* START *

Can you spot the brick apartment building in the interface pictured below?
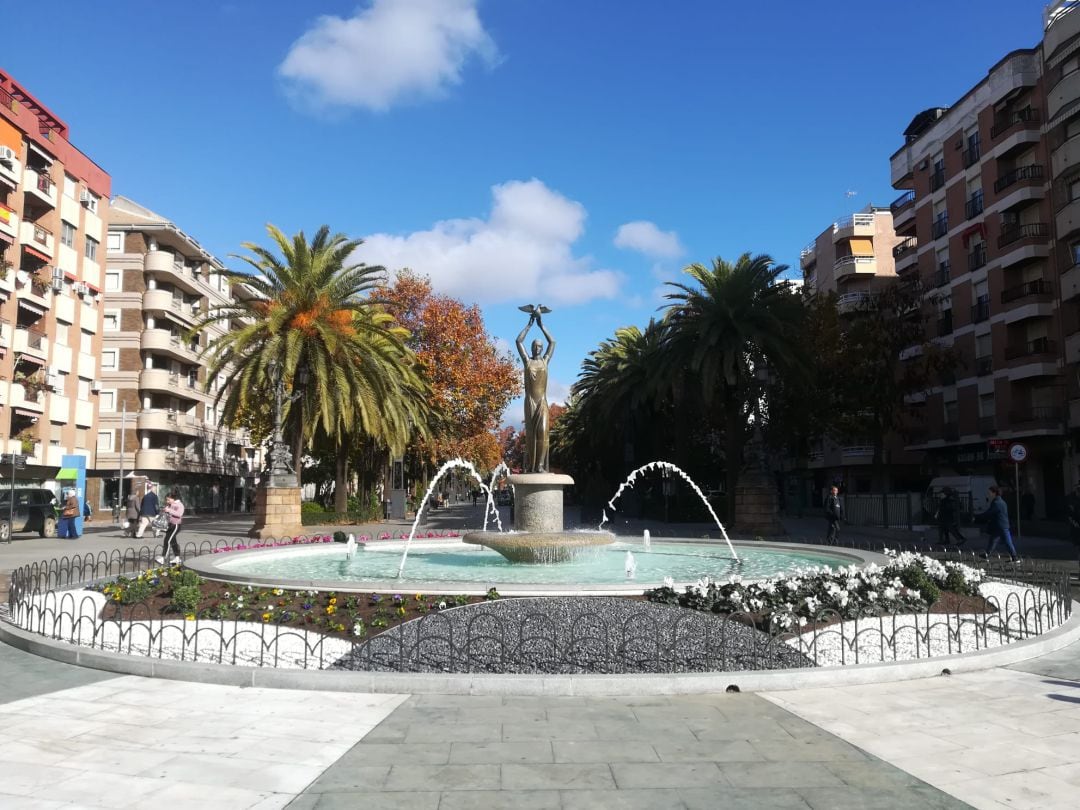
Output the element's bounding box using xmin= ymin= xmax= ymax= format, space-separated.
xmin=97 ymin=197 xmax=258 ymax=511
xmin=891 ymin=0 xmax=1080 ymax=517
xmin=786 ymin=206 xmax=921 ymax=504
xmin=0 ymin=71 xmax=110 ymax=494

* END *

### Exercise
Rewrite the records with "apartment building" replaced by "office building", changing nothing else, and leave the pictures out.

### Solution for this problem
Can you spot the brick office building in the interface pictured below?
Output the element's bounding box using xmin= ymin= xmax= ymax= format, space-separated.
xmin=97 ymin=197 xmax=258 ymax=511
xmin=891 ymin=0 xmax=1080 ymax=517
xmin=786 ymin=206 xmax=921 ymax=504
xmin=0 ymin=71 xmax=110 ymax=494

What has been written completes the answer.